Testo scelto
————————
Riportiamo da REPUBBLICA di oggi, 31/05/2010, a pag. 17, l'intervista di Alix Van Buren a Khaled Meshal dal titolo " Riconoscere lo Stato di Israele? Apriamo i negoziati e se ne parlerà ".
Khaled Meshal, capo di Hamas in esilio (volontario, cosa che nessuno specifica mai, non è ben chiaro per quali motivi) a Damasco, dichiara sui negoziati con Israele : "Se parliamo di condizioni, è necessario distinguere fra "precondizioni", che sono un ostacolo al dialogo, e "condizioni", che hanno invece lo scopo di raggiungere un accordo. Sono due cose diverse. All´interno di un negoziato, ogni parte pone sul tavolo le proprie condizioni, che vanno discusse in vista di un´intesa". Quindi, secondo lui, Israele dovrebbe sedere al tavolo dei negoziati senza chiedere nessuna garanzia. Possibilmente cedere su qualunque richiesta assurda avanzata dalla controparte palestinese e raggiungere così un'intesa.
Forse Meshal non se n'è accorto, ma Hamas ha perso la guerra contro Israele. Non è nelle condizioni di avanzare alcunchè. In ogni caso la presenza di Hamas non è prevista ai tavoli dei negoziati, perciò le dichiarazioni di Meshal hanno poco valore per quanto riguarda i negoziati fra Israele e i palestinesi.
Meshal continua : "Hamas accetta uno Stato palestinese sovrano entro i confini del 1967, con Gerusalemme capitale, e il ritorno dei profughi nell´ambito della posizione araba e palestinese. Però, questo non significa accettare la formula dei due Stati, né riconoscere Israele". Non solo Hamas insiste sul presunto diritto al ritorno dei palestinesi, un meccanismo che spazzerebbe via Israele, ma dichiara anche che Hamas, in ogni caso, anche una volta ottenuto uno Stato palestinese con capitale a Gerusalemme, si rifiuterebbe di riconoscere Israele. Quando Van Buren gli chiede spiegazioni, dice : nel caso della Palestina, diversamente da altri Paesi arabi che hanno terre occupate da Israele, se Israele tornasse alle frontiere del ‘67, non restituirebbe tutti i territori, ma soltanto il 20-21 per cento della Palestina storica. Conserverebbe il 79 per cento. E la metà dei palestinesi proviene proprio dai territori occupati nel 1948". La Palestina storica non esiste. E' un'invenzione dei propagandisti palestinesi per delegittimare Israele e contestare il suo diritto ad esistere.
————————
Istruzioni
A. Trascrivi il passo del commento sull'intervista a Khaled Meshal da "Riportiamo da REPUBBLICA" fino a "raggiungere così un'intesa." compreso.
B. Secondo il commento sull'intervista a Khaled Meshal, perché le sue dichiarazioni hanno poco valore per i negoziati fra Israele e i palestinesi?
C. Riprendi il commento sull'intervista a Khaled Meshal e proseguilo dopo la sua ultima frase.
Il materiale proviene da un'altra fonte.

Voci
————————
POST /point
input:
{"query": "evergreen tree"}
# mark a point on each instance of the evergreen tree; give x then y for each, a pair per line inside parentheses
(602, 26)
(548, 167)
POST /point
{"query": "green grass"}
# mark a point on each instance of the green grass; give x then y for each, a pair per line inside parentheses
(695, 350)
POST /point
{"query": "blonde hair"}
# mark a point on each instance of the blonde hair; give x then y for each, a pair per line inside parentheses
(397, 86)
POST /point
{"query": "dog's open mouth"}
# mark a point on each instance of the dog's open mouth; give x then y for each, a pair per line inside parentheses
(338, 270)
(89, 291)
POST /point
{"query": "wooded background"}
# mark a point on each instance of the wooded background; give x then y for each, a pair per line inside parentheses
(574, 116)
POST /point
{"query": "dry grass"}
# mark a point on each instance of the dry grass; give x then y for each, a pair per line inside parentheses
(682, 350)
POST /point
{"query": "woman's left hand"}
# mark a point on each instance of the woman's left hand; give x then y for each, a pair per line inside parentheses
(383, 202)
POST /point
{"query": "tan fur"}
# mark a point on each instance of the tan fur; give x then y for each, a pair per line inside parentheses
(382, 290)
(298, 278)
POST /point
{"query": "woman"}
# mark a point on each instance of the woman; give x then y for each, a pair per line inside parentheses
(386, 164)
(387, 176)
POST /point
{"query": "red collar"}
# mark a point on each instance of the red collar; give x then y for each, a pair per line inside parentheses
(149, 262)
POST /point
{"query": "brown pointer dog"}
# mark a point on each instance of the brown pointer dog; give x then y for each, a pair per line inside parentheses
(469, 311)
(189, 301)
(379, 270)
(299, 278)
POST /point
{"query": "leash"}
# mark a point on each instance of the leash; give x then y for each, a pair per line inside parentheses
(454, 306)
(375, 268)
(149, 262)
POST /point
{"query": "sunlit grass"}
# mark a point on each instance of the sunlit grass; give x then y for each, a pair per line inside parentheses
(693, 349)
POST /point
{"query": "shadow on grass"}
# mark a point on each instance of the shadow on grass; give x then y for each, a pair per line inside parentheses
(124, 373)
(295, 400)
————————
Risposte per istruzione
A.
Riportiamo da REPUBBLICA di oggi, 31/05/2010, a pag. 17, l'intervista di Alix Van Buren a Khaled Meshal dal titolo " Riconoscere lo Stato di Israele? Apriamo i negoziati e se ne parlerà ".
Khaled Meshal, capo di Hamas in esilio (volontario, cosa che nessuno specifica mai, non è ben chiaro per quali motivi) a Damasco, dichiara sui negoziati con Israele : "Se parliamo di condizioni, è necessario distinguere fra "precondizioni", che sono un ostacolo al dialogo, e "condizioni", che hanno invece lo scopo di raggiungere un accordo. Sono due cose diverse. All´interno di un negoziato, ogni parte pone sul tavolo le proprie condizioni, che vanno discusse in vista di un´intesa". Quindi, secondo lui, Israele dovrebbe sedere al tavolo dei negoziati senza chiedere nessuna garanzia. Possibilmente cedere su qualunque richiesta assurda avanzata dalla controparte palestinese e raggiungere così un'intesa.

B. Perché la presenza di Hamas non è prevista ai tavoli dei negoziati.

C.
Prima della nascita di Israele, la zona faceva parte dell'impero ottomano. Quando questo si è disgregato, alla fine della prima guerra mondiale, l'area è diventata mandato britannico. Nel '48 è nato lo Stato ebraico e sarebbe potuto nascere anche quello palestinese, se gli Stati arabi limitrofi non l'avessero rifiutato, convinti di poter eliminare alla svelta l'odiata 'entità sionista'.
In ogni caso, facciamo notare a Van Buren e a Meshal che anche la Giordania è uno Stato recente. Non sono terre palestinesi pure quelle? E sul fatto che la Giordania rifiuti di concedere la cittadinanza ai palestinesi pur avendo una regina palestinese, Meshal non dice niente?
"Prima si consenta ai palestinesi di vivere in uno Stato indipendente sulle linee del ‘67. E poi si chieda loro se intendono riconoscere o no lo Stato di Israele. Non si può imporlo adesso, mentre la metà dei palestinesi è sotto occupazione e l´altra metà nella diaspora (?!? ndr)". Ecco il punto, prima Israele deve cedere parte dei suoi territori e soddisfare tutte le richieste dei palestinesi, poi, forse, si potrà chiedere loro di riconoscere Israele. Ma non è sicuro che questo avvenga.
Ecco l'analisi di Meshal sul fallimento dei negoziati : "Mancano due condizioni essenziali: non c´è la volontà internazionale d´imporre a Israele il prezzo della pace, e i negoziatori arabi e palestinesi non dispongono di carte da far valere nel negoziato. La carta più forte, a nostro avviso, è la resistenza". Se tutto fallisce è per colpa della comunità internazionale troppo morbida con Israele e del fatto che i leader dell'Anp non giochino l'unica carta di valore, quella della 'resistenza'. Quando Meshal parla di 'resistenza' intende terrorismo contro la popolazione israeliana disarmata. Come mai Van Buren non gli chiede spiegazioni al riguardo? Non sia mai fornire un'immagine troppo negativa dei poveri palestinesi a Gaza e in 'esilio' a Damasco.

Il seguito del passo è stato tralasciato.